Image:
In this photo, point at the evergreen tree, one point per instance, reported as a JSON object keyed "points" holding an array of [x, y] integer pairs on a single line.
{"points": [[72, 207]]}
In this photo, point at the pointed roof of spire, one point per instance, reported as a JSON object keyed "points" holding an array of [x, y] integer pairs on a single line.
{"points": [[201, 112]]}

--

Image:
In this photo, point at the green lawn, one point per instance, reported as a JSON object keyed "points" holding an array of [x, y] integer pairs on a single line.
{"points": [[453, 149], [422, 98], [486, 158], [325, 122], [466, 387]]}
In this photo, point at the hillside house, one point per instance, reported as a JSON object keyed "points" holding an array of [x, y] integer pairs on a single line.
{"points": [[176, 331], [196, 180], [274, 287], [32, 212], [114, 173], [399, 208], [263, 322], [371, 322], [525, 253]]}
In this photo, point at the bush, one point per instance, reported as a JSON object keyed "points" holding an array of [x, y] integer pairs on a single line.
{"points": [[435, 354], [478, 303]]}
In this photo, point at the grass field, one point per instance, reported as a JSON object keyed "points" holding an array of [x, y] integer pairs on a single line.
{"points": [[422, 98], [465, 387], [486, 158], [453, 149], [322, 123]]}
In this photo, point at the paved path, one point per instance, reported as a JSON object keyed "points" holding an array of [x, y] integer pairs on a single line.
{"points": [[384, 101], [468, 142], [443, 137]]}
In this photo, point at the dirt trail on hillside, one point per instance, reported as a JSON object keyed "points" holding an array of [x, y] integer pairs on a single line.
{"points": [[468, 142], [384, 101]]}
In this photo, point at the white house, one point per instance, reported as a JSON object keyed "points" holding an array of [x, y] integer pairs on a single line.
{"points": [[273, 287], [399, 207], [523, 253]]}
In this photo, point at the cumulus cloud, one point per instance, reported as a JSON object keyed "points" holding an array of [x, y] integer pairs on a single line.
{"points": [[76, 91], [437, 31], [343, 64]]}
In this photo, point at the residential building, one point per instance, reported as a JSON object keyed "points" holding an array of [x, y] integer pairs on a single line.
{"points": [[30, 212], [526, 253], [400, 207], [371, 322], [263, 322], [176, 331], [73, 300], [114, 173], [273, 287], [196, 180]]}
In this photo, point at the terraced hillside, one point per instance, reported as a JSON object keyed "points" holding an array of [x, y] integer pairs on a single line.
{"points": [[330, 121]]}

* * *

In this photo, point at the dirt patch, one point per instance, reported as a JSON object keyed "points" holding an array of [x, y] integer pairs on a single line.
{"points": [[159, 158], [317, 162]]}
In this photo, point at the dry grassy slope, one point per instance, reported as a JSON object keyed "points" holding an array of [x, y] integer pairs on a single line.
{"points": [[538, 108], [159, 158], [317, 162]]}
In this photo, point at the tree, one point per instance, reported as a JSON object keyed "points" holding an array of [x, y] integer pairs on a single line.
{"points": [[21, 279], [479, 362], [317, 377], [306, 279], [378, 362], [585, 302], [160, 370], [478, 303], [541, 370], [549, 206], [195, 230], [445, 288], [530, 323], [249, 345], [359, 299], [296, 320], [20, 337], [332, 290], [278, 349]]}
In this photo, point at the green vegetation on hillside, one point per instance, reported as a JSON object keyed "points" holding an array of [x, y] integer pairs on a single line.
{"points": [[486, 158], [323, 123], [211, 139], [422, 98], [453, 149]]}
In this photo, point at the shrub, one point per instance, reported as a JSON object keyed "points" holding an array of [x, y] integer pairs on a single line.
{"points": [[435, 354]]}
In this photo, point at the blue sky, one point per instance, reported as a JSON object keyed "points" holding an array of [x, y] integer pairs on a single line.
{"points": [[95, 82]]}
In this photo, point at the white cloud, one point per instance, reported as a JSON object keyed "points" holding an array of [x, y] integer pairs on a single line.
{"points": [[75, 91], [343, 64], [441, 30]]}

=== POLECENIE ===
Proszę wyodrębnić z powyższego wykazu każdy wiersz zawierający słowo „cloud”. Wielkość liter ma znaczenie.

=== OCZEKIWANY WYNIK ===
In this photo, point at the cumulus cloud, one point per instance, reported as a JSON object keyed "points" holding an array of [x, y] integer pairs on a single line.
In this photo, point at the white cloud, one point per instance, reported as a JSON object keyed "points" holding an array of [x, y] integer pairs on a single line.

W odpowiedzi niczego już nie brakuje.